### GIVEN TASK
Copy out all of the data below word for word, keeping every line as it is.

### INPUT FOR THIS TASK
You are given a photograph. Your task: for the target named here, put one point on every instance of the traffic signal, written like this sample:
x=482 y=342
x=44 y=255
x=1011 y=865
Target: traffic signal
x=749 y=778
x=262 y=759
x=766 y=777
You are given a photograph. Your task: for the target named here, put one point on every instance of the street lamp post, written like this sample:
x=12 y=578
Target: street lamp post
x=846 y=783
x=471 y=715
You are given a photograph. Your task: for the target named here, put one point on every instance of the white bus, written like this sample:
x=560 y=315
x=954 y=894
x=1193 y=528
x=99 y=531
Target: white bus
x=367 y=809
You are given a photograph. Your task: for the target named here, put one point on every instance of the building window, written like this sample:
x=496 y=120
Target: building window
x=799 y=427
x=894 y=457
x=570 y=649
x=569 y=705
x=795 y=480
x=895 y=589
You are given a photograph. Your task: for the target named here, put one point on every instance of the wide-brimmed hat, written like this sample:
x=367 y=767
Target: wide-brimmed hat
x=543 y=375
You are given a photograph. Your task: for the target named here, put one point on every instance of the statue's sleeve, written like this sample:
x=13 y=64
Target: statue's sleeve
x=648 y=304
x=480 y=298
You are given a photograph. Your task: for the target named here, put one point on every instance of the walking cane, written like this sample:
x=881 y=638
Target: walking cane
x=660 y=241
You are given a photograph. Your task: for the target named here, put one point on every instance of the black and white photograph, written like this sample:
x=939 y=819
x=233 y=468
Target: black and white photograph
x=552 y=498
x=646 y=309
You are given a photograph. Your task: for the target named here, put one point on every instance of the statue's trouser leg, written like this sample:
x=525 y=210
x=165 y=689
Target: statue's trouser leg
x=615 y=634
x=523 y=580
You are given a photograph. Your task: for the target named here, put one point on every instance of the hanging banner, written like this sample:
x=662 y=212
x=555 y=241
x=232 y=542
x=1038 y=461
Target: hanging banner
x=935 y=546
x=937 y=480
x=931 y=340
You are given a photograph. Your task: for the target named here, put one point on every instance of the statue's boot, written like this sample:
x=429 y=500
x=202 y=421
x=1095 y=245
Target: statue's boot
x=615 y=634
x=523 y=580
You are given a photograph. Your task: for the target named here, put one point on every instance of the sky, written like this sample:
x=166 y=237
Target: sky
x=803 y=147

### REPLY TO THE TASK
You are given a photograph. Your task: for the target named here, put one point on every instance of the traffic signal, written like this sample:
x=482 y=342
x=44 y=255
x=1011 y=865
Target: traffic signal
x=749 y=778
x=262 y=759
x=766 y=777
You are given a photograph. Your task: for the target named here, put one point on every instance of the street lamp post, written like this sample:
x=12 y=578
Target: street lamp post
x=846 y=783
x=471 y=715
You are given a photograph. Your task: for the target named here, put one point on every instance of the white bus, written like this sample:
x=560 y=315
x=954 y=894
x=1193 y=528
x=99 y=531
Target: white bus
x=367 y=809
You are given a photograph. Your task: for the target named here, put one point on every instance of the building window, written like this sample:
x=496 y=120
Target: building window
x=799 y=427
x=894 y=457
x=570 y=649
x=569 y=705
x=795 y=480
x=895 y=589
You are given a photograph. Your task: for the target named here, put one point on every instance of the wide-brimmed hat, written like this sample:
x=367 y=767
Target: wide-brimmed hat
x=543 y=375
You are given a photograph. Your task: for the target named here, put one point on every instance of the statue's sleeve, written like this sample:
x=13 y=64
Target: statue's sleeve
x=648 y=304
x=480 y=298
You are given a photograph. Your task: for the target named here, put one point on every instance of the walking cane, written like this sample:
x=881 y=638
Target: walking cane
x=660 y=241
You are given a photograph. Your task: for the target named here, put one point on every instance of the black and white photograph, written like this sample:
x=939 y=819
x=233 y=468
Target: black and white photograph
x=552 y=498
x=646 y=309
You are given a photograph. Your task: for the target named here, put one point on every instance of the statue's trouser leg, written like this sample:
x=525 y=210
x=165 y=689
Target: statue's trouser leg
x=615 y=634
x=523 y=580
You are given a photograph. Your task: for the target named here, put one point on every instance of the hanging banner, written like this sample:
x=662 y=212
x=555 y=241
x=232 y=542
x=1038 y=461
Target: hanging banner
x=935 y=546
x=937 y=480
x=931 y=340
You are given a photograph. Your task: for the target named here, put one point on every instance of the statue's boot, written like this sample:
x=429 y=500
x=202 y=421
x=1095 y=245
Target: statue's boot
x=615 y=634
x=523 y=580
You are given a photograph. Your task: for the target named here, put one point on every instance of the sky, written like this sample:
x=166 y=237
Target: sky
x=803 y=147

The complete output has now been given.